### INPUT RECORDS:
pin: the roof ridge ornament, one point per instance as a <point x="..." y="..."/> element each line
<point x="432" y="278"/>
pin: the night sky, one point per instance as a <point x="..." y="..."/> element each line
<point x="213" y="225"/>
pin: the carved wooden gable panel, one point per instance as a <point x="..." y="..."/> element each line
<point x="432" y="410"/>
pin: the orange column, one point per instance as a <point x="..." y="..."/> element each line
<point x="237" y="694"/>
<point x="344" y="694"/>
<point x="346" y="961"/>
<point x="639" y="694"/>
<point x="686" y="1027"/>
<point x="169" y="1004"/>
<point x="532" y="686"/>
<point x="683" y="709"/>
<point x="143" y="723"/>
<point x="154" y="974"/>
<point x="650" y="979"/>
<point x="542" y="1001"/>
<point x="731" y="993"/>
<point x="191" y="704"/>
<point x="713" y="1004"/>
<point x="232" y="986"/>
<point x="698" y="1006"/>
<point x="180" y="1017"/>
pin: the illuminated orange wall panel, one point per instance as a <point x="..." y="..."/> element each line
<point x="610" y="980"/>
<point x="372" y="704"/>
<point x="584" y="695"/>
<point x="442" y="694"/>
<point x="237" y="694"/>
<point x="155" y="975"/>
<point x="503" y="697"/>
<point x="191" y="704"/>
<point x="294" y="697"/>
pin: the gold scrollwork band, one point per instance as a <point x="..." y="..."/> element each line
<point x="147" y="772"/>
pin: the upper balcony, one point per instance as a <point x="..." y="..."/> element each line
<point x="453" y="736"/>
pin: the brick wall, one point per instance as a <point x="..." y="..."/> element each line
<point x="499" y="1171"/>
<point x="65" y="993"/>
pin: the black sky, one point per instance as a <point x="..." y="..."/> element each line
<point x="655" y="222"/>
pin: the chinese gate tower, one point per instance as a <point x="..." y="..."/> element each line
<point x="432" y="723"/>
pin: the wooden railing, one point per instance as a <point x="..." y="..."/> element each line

### WHAT IS EXPECTED:
Switch "one point per instance" to "one point for each instance" wherever it occurs in the material above, and write out all of those lines again with nothing else changed.

### THE OUTPUT:
pin: the roof ridge ornament, one point for each instance as a <point x="..." y="..."/> element each line
<point x="432" y="278"/>
pin: the night sky, one point for each instance as a <point x="..." y="..."/> element each line
<point x="213" y="225"/>
pin: the carved wooden gable panel, one point for each instance as a <point x="..." y="..."/> element each line
<point x="432" y="410"/>
pin: the orange column, one point for each instance as a <point x="..." y="..."/> element each line
<point x="237" y="694"/>
<point x="344" y="694"/>
<point x="346" y="961"/>
<point x="639" y="694"/>
<point x="686" y="1027"/>
<point x="169" y="1004"/>
<point x="532" y="686"/>
<point x="683" y="709"/>
<point x="143" y="723"/>
<point x="154" y="974"/>
<point x="650" y="979"/>
<point x="542" y="1001"/>
<point x="731" y="993"/>
<point x="191" y="704"/>
<point x="713" y="1004"/>
<point x="232" y="986"/>
<point x="698" y="1006"/>
<point x="180" y="1017"/>
pin: the illuminated orange wall panel, one point for each instance as a <point x="..." y="..."/> element each line
<point x="610" y="980"/>
<point x="372" y="704"/>
<point x="584" y="695"/>
<point x="442" y="694"/>
<point x="237" y="694"/>
<point x="155" y="975"/>
<point x="503" y="697"/>
<point x="191" y="704"/>
<point x="294" y="697"/>
pin: the gold scrollwork band, one point for each instance as a <point x="..." y="..."/> element each line
<point x="147" y="772"/>
pin: the upper balcony, one point for each instance as a <point x="..." y="..."/> element each line
<point x="453" y="736"/>
pin: the brick wall, one point for each instance as a <point x="..." y="..."/> element each line
<point x="499" y="1171"/>
<point x="65" y="993"/>
pin: the black sky, one point for each instance as a <point x="..." y="..."/> element each line
<point x="655" y="222"/>
pin: the chinese gate tower, one point for each instance as a <point x="..." y="..."/> element each line
<point x="432" y="723"/>
pin: the wooden railing, one point for each instance as a <point x="..." y="..."/> element each line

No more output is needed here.